-- START OF Entries provided --

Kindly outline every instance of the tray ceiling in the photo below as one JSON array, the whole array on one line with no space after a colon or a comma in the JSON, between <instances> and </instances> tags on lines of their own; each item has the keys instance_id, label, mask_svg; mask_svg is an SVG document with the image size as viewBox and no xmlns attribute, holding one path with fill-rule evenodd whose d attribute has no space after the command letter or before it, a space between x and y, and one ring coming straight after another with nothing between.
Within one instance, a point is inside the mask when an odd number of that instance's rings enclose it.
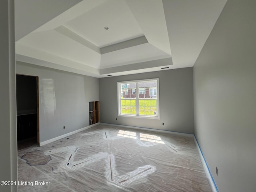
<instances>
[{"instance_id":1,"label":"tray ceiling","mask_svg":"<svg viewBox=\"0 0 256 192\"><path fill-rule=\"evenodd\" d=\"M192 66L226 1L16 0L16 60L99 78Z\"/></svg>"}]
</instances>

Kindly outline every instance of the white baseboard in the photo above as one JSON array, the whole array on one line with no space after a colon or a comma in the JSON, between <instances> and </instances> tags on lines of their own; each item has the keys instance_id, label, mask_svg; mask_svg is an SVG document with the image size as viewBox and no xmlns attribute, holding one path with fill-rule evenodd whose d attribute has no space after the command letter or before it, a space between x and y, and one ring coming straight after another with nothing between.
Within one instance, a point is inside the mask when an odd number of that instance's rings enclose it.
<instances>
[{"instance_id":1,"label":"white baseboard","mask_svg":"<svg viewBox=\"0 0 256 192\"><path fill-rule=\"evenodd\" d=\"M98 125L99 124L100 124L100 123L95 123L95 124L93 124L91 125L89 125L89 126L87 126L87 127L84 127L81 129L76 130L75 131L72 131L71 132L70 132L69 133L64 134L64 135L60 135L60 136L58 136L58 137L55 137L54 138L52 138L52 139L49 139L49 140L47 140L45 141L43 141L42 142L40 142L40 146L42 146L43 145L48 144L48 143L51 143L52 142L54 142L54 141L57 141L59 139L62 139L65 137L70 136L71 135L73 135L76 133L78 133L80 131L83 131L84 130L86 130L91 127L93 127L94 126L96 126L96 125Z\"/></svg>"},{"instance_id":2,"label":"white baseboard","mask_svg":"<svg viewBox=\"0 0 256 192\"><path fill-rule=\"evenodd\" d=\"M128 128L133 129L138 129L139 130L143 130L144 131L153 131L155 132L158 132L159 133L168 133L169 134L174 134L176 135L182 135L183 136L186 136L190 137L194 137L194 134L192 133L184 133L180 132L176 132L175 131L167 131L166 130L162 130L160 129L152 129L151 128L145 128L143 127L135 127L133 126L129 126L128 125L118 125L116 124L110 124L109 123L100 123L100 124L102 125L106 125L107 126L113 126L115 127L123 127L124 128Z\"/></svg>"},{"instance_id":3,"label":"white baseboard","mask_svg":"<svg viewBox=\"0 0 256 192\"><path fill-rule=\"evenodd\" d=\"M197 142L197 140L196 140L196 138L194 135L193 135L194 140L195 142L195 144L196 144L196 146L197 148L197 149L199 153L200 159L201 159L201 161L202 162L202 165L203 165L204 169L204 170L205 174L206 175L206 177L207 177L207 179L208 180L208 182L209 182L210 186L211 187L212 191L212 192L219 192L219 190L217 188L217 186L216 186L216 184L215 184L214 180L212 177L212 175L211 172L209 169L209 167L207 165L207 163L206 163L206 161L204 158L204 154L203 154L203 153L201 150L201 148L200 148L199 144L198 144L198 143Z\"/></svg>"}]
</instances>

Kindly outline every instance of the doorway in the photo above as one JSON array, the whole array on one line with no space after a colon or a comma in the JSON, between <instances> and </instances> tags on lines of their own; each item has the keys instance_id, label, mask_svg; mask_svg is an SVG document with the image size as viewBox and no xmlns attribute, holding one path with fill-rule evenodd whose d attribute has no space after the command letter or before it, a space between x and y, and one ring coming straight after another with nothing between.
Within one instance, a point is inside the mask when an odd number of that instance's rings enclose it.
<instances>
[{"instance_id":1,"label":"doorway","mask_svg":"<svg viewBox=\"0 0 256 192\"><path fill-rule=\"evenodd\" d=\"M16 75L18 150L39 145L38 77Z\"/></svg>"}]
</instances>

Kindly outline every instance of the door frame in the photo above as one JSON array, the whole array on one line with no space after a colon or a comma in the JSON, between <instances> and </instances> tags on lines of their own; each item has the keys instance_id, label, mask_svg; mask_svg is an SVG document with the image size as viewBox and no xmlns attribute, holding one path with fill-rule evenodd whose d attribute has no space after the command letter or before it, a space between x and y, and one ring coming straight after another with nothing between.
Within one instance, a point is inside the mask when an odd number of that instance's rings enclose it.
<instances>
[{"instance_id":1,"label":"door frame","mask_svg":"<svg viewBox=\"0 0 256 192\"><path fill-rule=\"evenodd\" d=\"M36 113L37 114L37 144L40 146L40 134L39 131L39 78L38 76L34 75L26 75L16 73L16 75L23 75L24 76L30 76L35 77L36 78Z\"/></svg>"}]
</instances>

-- END OF Entries provided --

__What the task asks__
Retype all of the entries exactly as written, leaving out any images.

__Output of the task__
Kindly outline every instance of the tray ceiling in the photo below as one JSON array, the whole array on one line with no space after a colon or a comma in the JSON, between <instances> and </instances> tags on lines of their own; each item has the keys instance_id, label, mask_svg; mask_svg is an SVG document with the image size as viewBox and no xmlns attribute, holding one path with fill-rule evenodd whose d attribute has no space after the command letter or before it, a space between x and y, and one ring coming straight after another with nothing between.
Within one instance, a point is inside the mask when an odd number of that instance's rings enclose it.
<instances>
[{"instance_id":1,"label":"tray ceiling","mask_svg":"<svg viewBox=\"0 0 256 192\"><path fill-rule=\"evenodd\" d=\"M192 66L226 1L16 0L16 60L99 78Z\"/></svg>"}]
</instances>

Kindly outline every instance of the white baseboard in the photo above as one JSON array, the whole array on one line with no space after a colon or a comma in the JSON, between <instances> and </instances> tags on lines of their own; each item has the keys instance_id, label, mask_svg; mask_svg is an SVG document with the image size as viewBox and no xmlns attribute, holding one path with fill-rule evenodd whose d attribute has no space after the command letter or before it, a space between x and y, and one ring coming straight after another with nothing between.
Within one instance, a point is inside the mask when an odd number of that instance's rings enclose it.
<instances>
[{"instance_id":1,"label":"white baseboard","mask_svg":"<svg viewBox=\"0 0 256 192\"><path fill-rule=\"evenodd\" d=\"M98 125L99 124L100 124L100 123L95 123L95 124L93 124L91 125L89 125L89 126L87 126L87 127L84 127L81 129L76 130L75 131L72 131L71 132L70 132L69 133L64 134L64 135L60 135L60 136L58 136L58 137L55 137L54 138L52 138L52 139L49 139L49 140L47 140L45 141L43 141L42 142L40 142L40 146L42 146L43 145L48 144L48 143L51 143L52 142L54 142L54 141L57 141L59 139L62 139L65 137L70 136L71 135L73 135L76 133L78 133L80 131L83 131L84 130L86 130L91 127L93 127L94 126L96 126L96 125Z\"/></svg>"},{"instance_id":2,"label":"white baseboard","mask_svg":"<svg viewBox=\"0 0 256 192\"><path fill-rule=\"evenodd\" d=\"M128 128L133 129L138 129L139 130L143 130L144 131L153 131L155 132L158 132L159 133L168 133L169 134L174 134L176 135L182 135L183 136L186 136L190 137L194 137L194 134L192 133L184 133L180 132L176 132L175 131L167 131L166 130L162 130L160 129L152 129L151 128L145 128L143 127L135 127L133 126L129 126L128 125L118 125L116 124L110 124L109 123L100 123L100 124L102 125L106 125L107 126L113 126L115 127L123 127L124 128Z\"/></svg>"},{"instance_id":3,"label":"white baseboard","mask_svg":"<svg viewBox=\"0 0 256 192\"><path fill-rule=\"evenodd\" d=\"M197 142L197 140L196 140L196 138L194 135L193 135L194 140L195 142L195 144L196 144L196 146L197 148L197 149L199 153L200 159L201 159L201 161L202 162L202 165L203 165L204 169L204 170L205 174L206 175L206 177L207 177L207 179L208 180L208 182L209 182L210 186L211 187L212 191L212 192L219 192L219 190L217 188L217 186L216 186L216 184L215 184L214 180L212 177L212 175L211 172L209 169L209 167L207 165L207 163L206 163L206 161L204 158L204 154L203 154L203 153L201 150L201 148L200 148L199 144L198 144L198 143Z\"/></svg>"}]
</instances>

Kindly outline every instance of the doorway in the photo above as one JSON array, the whole array on one line with no space after a colon or a comma in the JSON, between <instances> and </instances> tags on lines of their own; each item has the keys instance_id, label, mask_svg; mask_svg is an SVG document with the image size as viewBox and no xmlns attribute, holding one path with fill-rule evenodd whose d attribute has no space after the command letter or before it, a space between x and y, and one ring coming straight after another with nothing between.
Within one instance, a point is inside the mask when an odd number of that instance's rings enclose it.
<instances>
[{"instance_id":1,"label":"doorway","mask_svg":"<svg viewBox=\"0 0 256 192\"><path fill-rule=\"evenodd\" d=\"M16 75L18 150L39 145L38 77Z\"/></svg>"}]
</instances>

Kindly outline every instance of the door frame in the photo above as one JSON array, the whole array on one line with no space after a colon or a comma in the JSON, between <instances> and </instances> tags on lines of their own; each item has the keys instance_id, label, mask_svg; mask_svg is an SVG document with the image size as viewBox and no xmlns attribute, holding one path with fill-rule evenodd whose d attribute has no space after the command letter or before it, a space between x and y, and one ring coming straight after another with nothing between.
Within one instance, a point is inside the mask when an odd number of that instance's rings enclose it.
<instances>
[{"instance_id":1,"label":"door frame","mask_svg":"<svg viewBox=\"0 0 256 192\"><path fill-rule=\"evenodd\" d=\"M36 113L37 114L37 144L40 146L40 134L39 131L39 78L38 76L34 75L26 75L16 73L16 75L23 75L24 76L30 76L35 77L36 78Z\"/></svg>"}]
</instances>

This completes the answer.